• **GOAL**: Please rewrite the entries from the line containing "of the ceramic" through the end of the entries, changing "mug" to "cup" and leaving everything else unchanged. Return only those lines.

*** EXTRACTED RECORDS ***

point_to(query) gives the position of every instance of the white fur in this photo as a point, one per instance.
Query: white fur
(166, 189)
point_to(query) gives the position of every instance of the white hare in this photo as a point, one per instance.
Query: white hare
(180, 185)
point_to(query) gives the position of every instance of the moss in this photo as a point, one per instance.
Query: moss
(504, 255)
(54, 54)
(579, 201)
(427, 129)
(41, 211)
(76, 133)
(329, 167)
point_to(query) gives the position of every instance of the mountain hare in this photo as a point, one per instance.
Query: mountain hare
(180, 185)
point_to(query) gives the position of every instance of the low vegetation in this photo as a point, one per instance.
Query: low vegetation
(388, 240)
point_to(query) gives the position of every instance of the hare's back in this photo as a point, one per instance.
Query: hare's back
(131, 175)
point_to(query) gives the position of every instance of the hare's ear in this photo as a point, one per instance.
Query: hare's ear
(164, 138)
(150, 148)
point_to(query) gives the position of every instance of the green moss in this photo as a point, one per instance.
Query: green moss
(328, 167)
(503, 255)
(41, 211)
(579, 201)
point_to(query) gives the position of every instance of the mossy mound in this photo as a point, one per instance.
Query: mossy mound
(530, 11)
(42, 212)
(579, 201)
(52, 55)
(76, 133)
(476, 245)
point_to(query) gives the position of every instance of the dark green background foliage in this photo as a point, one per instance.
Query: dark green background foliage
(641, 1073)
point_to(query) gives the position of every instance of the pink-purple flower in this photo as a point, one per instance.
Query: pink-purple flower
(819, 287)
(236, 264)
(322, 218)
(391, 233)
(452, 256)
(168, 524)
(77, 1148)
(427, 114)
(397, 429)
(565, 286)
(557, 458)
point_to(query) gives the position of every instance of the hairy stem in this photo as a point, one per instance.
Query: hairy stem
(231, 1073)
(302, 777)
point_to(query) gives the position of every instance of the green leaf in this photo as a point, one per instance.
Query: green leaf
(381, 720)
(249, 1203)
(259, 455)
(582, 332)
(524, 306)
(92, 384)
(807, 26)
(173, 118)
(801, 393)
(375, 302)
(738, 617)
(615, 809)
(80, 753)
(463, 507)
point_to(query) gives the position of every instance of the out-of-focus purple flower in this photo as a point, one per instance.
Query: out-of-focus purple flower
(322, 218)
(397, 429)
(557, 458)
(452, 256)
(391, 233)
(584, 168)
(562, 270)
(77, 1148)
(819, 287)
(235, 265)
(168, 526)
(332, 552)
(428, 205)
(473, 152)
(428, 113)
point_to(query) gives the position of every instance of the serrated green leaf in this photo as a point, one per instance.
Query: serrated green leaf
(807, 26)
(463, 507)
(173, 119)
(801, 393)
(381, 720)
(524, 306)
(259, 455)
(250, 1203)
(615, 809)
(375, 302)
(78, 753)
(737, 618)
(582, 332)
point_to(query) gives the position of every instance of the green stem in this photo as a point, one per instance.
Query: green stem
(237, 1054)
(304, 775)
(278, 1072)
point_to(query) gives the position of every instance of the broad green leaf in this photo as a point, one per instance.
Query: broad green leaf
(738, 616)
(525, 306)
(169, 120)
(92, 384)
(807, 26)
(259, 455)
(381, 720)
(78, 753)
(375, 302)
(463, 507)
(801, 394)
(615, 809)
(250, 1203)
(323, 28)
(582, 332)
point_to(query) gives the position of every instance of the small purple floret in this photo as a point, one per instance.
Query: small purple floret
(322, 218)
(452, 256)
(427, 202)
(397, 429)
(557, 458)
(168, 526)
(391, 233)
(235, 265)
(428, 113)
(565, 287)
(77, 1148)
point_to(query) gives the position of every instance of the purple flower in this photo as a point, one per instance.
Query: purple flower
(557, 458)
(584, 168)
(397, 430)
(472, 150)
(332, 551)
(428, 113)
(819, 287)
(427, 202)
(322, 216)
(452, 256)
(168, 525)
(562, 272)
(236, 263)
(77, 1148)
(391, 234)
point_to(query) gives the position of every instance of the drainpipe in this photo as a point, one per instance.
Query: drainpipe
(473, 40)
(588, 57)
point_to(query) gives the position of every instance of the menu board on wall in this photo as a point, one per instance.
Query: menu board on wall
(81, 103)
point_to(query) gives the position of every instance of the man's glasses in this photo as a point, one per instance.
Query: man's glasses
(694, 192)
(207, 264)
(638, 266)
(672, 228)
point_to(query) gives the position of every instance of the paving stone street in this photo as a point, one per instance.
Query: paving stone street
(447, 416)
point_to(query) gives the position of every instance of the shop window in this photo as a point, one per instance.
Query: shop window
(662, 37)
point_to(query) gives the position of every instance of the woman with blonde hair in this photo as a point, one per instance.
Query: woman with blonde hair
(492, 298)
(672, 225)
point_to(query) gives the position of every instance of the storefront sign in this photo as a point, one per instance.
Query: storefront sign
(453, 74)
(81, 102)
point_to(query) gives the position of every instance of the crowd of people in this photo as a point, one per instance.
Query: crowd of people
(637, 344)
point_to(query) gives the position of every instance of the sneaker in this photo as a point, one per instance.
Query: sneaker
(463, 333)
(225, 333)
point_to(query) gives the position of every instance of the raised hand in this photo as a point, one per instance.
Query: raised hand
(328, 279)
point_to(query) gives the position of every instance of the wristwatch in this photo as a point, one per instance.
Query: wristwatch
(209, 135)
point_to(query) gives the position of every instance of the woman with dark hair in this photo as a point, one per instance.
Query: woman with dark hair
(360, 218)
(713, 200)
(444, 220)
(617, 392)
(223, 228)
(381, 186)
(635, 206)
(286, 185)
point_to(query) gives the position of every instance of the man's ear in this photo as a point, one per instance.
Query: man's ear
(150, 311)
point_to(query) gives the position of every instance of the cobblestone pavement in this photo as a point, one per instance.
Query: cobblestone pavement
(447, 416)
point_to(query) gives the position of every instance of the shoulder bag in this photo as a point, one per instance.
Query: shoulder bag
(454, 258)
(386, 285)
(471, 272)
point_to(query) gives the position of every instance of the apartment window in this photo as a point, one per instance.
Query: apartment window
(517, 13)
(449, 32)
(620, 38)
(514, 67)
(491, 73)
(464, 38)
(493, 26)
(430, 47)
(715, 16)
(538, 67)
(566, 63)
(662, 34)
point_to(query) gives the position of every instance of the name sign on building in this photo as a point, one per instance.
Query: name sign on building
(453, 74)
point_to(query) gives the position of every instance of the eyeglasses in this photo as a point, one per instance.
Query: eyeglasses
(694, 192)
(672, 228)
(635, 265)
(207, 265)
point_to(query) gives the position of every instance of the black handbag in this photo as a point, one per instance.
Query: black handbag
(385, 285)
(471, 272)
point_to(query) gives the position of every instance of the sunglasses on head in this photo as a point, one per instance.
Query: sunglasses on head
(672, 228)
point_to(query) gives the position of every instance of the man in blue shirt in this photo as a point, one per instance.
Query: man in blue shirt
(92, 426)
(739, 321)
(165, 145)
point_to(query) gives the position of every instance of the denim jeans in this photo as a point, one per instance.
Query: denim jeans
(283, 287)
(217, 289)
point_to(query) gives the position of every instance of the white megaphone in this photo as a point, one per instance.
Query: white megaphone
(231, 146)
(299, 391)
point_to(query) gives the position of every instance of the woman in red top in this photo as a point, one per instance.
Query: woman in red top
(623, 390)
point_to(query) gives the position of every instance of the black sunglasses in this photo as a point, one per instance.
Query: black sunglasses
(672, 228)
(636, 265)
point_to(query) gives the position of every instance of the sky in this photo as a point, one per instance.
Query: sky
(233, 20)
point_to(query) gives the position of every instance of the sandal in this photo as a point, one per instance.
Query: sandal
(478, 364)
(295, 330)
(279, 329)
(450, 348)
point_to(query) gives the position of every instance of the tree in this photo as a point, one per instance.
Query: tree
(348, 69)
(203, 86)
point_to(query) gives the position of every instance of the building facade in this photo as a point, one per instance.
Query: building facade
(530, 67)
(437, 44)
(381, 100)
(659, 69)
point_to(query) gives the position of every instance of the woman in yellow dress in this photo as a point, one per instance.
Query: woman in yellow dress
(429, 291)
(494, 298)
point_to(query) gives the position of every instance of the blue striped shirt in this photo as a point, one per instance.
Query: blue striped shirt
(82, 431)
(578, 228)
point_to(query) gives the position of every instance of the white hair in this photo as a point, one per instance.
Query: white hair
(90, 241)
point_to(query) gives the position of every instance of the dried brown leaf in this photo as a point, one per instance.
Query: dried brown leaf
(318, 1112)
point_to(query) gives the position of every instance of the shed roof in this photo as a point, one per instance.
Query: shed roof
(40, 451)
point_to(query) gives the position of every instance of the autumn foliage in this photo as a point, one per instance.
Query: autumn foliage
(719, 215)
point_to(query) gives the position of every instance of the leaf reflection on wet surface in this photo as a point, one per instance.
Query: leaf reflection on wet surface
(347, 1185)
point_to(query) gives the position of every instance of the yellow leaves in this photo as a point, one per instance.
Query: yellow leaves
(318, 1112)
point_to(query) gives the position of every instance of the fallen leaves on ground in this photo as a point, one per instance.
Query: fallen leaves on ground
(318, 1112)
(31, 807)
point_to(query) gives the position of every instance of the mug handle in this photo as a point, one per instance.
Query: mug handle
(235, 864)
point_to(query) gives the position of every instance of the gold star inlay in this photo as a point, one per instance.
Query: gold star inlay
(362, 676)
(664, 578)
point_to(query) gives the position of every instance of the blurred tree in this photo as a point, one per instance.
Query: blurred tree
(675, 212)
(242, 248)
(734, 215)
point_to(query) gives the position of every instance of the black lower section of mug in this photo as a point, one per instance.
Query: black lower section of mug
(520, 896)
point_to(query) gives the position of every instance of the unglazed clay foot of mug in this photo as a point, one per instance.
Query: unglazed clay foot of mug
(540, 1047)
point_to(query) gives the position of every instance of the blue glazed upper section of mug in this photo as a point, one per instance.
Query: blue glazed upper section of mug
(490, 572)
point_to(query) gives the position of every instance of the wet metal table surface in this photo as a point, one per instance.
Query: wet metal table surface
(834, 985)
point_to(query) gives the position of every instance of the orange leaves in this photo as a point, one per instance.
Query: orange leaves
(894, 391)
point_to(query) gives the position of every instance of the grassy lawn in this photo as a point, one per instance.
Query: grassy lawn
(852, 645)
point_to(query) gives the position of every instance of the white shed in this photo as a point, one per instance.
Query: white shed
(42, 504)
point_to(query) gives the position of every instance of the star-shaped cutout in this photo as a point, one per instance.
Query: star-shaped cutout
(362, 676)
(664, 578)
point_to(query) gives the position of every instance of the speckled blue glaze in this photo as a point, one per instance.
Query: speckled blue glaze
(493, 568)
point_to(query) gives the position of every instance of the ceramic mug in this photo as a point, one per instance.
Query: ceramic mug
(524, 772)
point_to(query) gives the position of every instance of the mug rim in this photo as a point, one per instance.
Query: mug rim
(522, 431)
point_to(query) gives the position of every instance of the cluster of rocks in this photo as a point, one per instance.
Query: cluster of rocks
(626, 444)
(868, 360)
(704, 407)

***

• **SOLUTION BELOW**:
point_to(query) gives the position of every instance of the ceramic cup in this photo as a point, one per instance.
Query: ceramic cup
(524, 772)
point_to(query) gives the position of every instance of the cup rim in this photo as a point, one per instance.
Query: cup rim
(522, 431)
point_to(query) gives the position of every instance of the cluster of rocks in this photo as a point, one per instance.
Query: cluster of rocks
(626, 444)
(868, 360)
(704, 407)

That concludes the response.